<<<<

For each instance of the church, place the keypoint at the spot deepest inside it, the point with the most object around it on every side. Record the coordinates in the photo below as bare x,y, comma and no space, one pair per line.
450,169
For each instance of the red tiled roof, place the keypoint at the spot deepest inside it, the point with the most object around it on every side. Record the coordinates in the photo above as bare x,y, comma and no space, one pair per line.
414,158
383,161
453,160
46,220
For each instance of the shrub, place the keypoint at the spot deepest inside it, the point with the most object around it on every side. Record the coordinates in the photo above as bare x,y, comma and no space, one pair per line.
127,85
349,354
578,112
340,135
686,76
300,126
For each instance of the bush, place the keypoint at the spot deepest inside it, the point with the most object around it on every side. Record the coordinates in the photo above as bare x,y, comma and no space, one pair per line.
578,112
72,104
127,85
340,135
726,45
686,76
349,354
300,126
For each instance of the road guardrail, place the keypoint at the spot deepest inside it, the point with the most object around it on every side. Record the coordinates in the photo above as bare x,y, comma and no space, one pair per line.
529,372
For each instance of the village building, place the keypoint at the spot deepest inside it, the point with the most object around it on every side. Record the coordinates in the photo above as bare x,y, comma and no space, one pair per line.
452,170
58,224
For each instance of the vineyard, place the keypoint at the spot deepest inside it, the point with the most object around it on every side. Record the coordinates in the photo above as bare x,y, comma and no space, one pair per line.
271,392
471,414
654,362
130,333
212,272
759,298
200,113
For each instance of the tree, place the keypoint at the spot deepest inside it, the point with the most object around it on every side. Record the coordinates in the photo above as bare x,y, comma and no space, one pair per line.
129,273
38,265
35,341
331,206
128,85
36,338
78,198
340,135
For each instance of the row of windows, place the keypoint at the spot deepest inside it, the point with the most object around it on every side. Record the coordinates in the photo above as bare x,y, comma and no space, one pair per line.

>>>>

WORK REQUEST
Repeat precisely, and with nothing added, every line from the one containing "For each instance of the village" to the last line of the listing above.

EXERCISE ANSWER
For each instance of the village building, place the keypoint at the spot deepest inside it, the point with the most object around it on every side. Record the coordinates in the photo above as bare x,y, comma and no space, one pair per line.
452,170
58,224
For each instance of the vineyard, place the keypoint at the spot deepest inside it, the point with the most object around it on every side. Record the coordinates in the photo above as bare x,y, comma and no space, one pair per line.
271,392
471,414
654,362
130,333
212,272
759,298
200,113
For each instance of the tree, place the keypoint at the spot deepest inside it, the point with the most object around it on every side. Record the coordinates in the photo above as bare x,y, comma and no space, one pair per line.
129,273
38,265
35,341
331,206
128,85
36,338
78,198
340,135
For each instance of the row of windows, place the keypoint at the spot deepest inside it, the point with the most object around it on every side. Record the coordinates in the photo above as bare x,y, comma and no space, one pair per line.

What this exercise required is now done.